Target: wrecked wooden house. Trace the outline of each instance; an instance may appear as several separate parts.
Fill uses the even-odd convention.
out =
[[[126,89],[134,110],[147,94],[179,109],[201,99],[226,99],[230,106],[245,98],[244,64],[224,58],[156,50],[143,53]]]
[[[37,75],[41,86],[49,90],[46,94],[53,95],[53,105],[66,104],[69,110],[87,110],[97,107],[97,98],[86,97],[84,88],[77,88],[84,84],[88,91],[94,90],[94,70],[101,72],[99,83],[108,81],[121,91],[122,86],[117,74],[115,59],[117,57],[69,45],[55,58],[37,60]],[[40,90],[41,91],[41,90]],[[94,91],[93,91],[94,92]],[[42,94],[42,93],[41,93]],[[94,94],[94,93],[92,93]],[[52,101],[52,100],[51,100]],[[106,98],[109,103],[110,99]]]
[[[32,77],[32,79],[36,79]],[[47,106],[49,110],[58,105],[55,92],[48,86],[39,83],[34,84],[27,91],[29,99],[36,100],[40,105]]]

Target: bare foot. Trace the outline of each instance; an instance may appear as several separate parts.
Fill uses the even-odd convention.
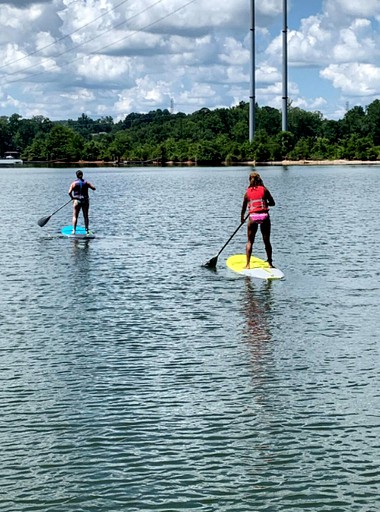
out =
[[[271,261],[268,261],[268,260],[267,260],[267,263],[268,263],[268,265],[269,265],[269,267],[270,267],[270,268],[276,268],[276,267],[273,265],[273,263],[272,263]]]
[[[244,267],[244,270],[249,270],[250,268],[251,268],[251,267],[250,267],[250,266],[249,266],[249,264],[248,264],[248,265],[246,265],[246,266]]]

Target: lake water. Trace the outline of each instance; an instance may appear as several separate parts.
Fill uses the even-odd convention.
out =
[[[257,170],[283,281],[202,267],[250,168],[85,169],[87,242],[0,170],[1,511],[380,510],[380,167]]]

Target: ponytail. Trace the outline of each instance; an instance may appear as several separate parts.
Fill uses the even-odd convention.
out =
[[[249,175],[249,186],[258,187],[259,185],[264,186],[263,180],[258,172],[251,172]]]

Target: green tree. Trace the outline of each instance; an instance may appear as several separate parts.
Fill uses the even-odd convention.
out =
[[[315,137],[322,126],[320,112],[308,112],[298,107],[289,107],[288,130],[295,140],[301,137]]]
[[[36,137],[22,153],[23,158],[35,162],[48,160],[47,155],[46,136]]]
[[[364,108],[356,106],[346,112],[341,121],[341,130],[343,137],[346,139],[349,139],[353,134],[359,136],[367,135],[368,125]]]
[[[289,157],[290,152],[294,148],[294,140],[296,137],[293,133],[288,131],[282,131],[276,135],[275,140],[280,147],[281,160],[285,160]]]
[[[223,160],[218,149],[209,141],[194,144],[191,148],[190,160],[198,163],[213,163]]]
[[[116,132],[113,139],[108,142],[107,159],[119,162],[130,147],[131,139],[129,134],[126,131]]]
[[[328,139],[330,143],[338,143],[342,138],[342,123],[340,121],[323,119],[318,136]]]
[[[91,135],[95,133],[95,122],[87,114],[82,114],[76,121],[69,119],[67,124],[86,140],[90,140]]]
[[[370,136],[360,137],[357,134],[351,135],[339,148],[340,158],[347,160],[375,160],[377,153]]]
[[[248,123],[244,120],[239,120],[231,129],[231,136],[236,142],[243,143],[248,137]]]
[[[264,131],[268,135],[276,135],[281,130],[281,112],[272,107],[255,109],[256,131]]]
[[[80,160],[84,139],[71,128],[54,125],[46,139],[46,158],[75,162]]]
[[[334,147],[331,146],[328,139],[318,137],[310,149],[310,157],[312,160],[324,160],[333,157]]]
[[[289,152],[291,160],[306,160],[310,158],[313,139],[311,137],[301,137]]]
[[[367,133],[372,135],[375,145],[380,144],[380,100],[373,101],[367,107]]]
[[[8,118],[0,118],[0,157],[12,149],[12,135],[8,126]]]

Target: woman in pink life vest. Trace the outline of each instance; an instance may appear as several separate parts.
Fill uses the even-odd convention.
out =
[[[247,265],[245,268],[249,268],[249,262],[252,255],[252,246],[255,241],[257,228],[260,225],[261,235],[265,245],[265,251],[267,253],[267,261],[270,267],[273,267],[272,263],[272,246],[270,243],[270,217],[269,217],[269,206],[274,206],[275,202],[269,190],[264,187],[263,180],[260,174],[252,172],[249,175],[249,187],[247,188],[243,205],[241,207],[241,222],[244,222],[245,212],[248,207],[249,219],[247,227],[248,242],[246,245]]]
···
GOAL OF THE EXERCISE: Copy all of the data above exactly. Leave out every picture.

RESPONSE BELOW:
Target: wrecked wooden house. Trace the outline of each instance; an instance may appear as several separate parts.
Fill uses the even-odd convention.
out =
[[[126,89],[134,110],[147,94],[179,109],[201,99],[226,99],[230,106],[245,98],[244,64],[224,58],[156,50],[143,53]]]
[[[37,75],[41,86],[49,90],[46,94],[53,95],[53,105],[66,104],[69,110],[87,110],[97,107],[97,98],[86,97],[84,88],[77,88],[84,84],[88,91],[94,90],[94,70],[101,72],[99,83],[108,81],[121,91],[122,86],[117,74],[115,59],[117,57],[69,45],[55,58],[37,60]],[[40,90],[41,91],[41,90]],[[94,91],[93,91],[94,92]],[[42,94],[42,93],[41,93]],[[94,94],[94,93],[92,93]],[[52,101],[52,100],[51,100]],[[106,98],[109,103],[110,99]]]
[[[32,77],[32,79],[36,79]],[[47,106],[49,110],[58,105],[55,92],[48,86],[39,83],[34,84],[27,91],[29,99],[36,100],[40,105]]]

Target: bare foot. Trace the outline of each instance; an instance may appear as several separate parts.
Fill uses the even-odd convention.
out =
[[[271,261],[268,261],[268,260],[267,260],[267,263],[268,263],[268,265],[269,265],[269,267],[270,267],[270,268],[276,268],[276,267],[273,265],[273,263],[272,263]]]
[[[244,267],[244,270],[249,270],[250,268],[251,268],[251,267],[250,267],[250,266],[249,266],[249,264],[248,264],[248,265],[246,265],[246,266]]]

Target: lake water. Trace the outline of each instance; an instance may appear as several separate parts.
Fill uses the even-odd convention.
out =
[[[257,170],[283,281],[202,267],[250,168],[85,169],[87,242],[0,170],[1,511],[380,510],[380,167]]]

Target: ponytail. Trace the outline of each instance; an instance may appear as several separate parts.
Fill uses the even-odd convention.
out =
[[[249,175],[249,186],[258,187],[259,185],[264,186],[263,180],[258,172],[251,172]]]

Target: green tree. Trace the outline of each instance; an instance may appear as several separate parts.
Fill uses the even-odd convention.
out =
[[[315,137],[322,126],[320,112],[308,112],[298,107],[289,107],[288,130],[295,140],[301,137]]]
[[[36,137],[22,153],[23,158],[35,162],[48,160],[47,155],[46,136]]]
[[[364,108],[356,106],[346,112],[341,121],[341,130],[343,137],[346,139],[349,139],[353,134],[359,136],[367,135],[368,125]]]
[[[289,157],[290,152],[294,148],[294,140],[296,137],[293,133],[288,131],[282,131],[276,135],[275,140],[280,147],[281,160],[285,160]]]
[[[223,160],[218,149],[209,141],[194,144],[191,148],[190,160],[198,163],[213,163]]]
[[[116,132],[113,139],[108,142],[107,159],[119,162],[130,147],[131,139],[129,134],[126,131]]]
[[[328,139],[330,143],[338,143],[342,138],[342,123],[340,121],[323,119],[318,136]]]
[[[91,135],[95,133],[95,122],[87,114],[82,114],[76,121],[69,119],[67,124],[86,140],[90,140]]]
[[[370,136],[360,137],[357,134],[351,135],[339,148],[340,158],[347,160],[375,160],[377,153]]]
[[[248,123],[244,120],[239,120],[231,129],[231,136],[236,142],[243,143],[248,137]]]
[[[264,131],[268,135],[276,135],[281,130],[281,112],[272,107],[255,109],[256,131]]]
[[[80,160],[84,139],[71,128],[54,125],[46,139],[46,158],[75,162]]]
[[[334,147],[331,146],[328,139],[318,137],[310,149],[310,157],[312,160],[324,160],[333,157]]]
[[[289,152],[291,160],[306,160],[310,158],[313,139],[311,137],[301,137]]]
[[[367,133],[372,135],[375,145],[380,144],[380,100],[373,101],[367,107]]]
[[[8,118],[0,118],[0,157],[12,149],[12,135],[8,126]]]

Target: woman in pink life vest. Trace the outline of each instance; an instance may appear as several separate parts.
Fill uses the even-odd convention.
out =
[[[247,265],[245,268],[249,268],[249,262],[252,255],[252,246],[255,241],[257,228],[260,225],[261,235],[265,245],[265,251],[267,253],[267,261],[270,267],[273,267],[272,263],[272,246],[270,243],[270,217],[269,217],[269,206],[274,206],[275,202],[269,190],[264,187],[263,180],[260,174],[252,172],[249,175],[249,187],[247,188],[243,205],[241,207],[241,222],[244,222],[245,212],[248,207],[249,219],[247,227],[248,242],[246,245]]]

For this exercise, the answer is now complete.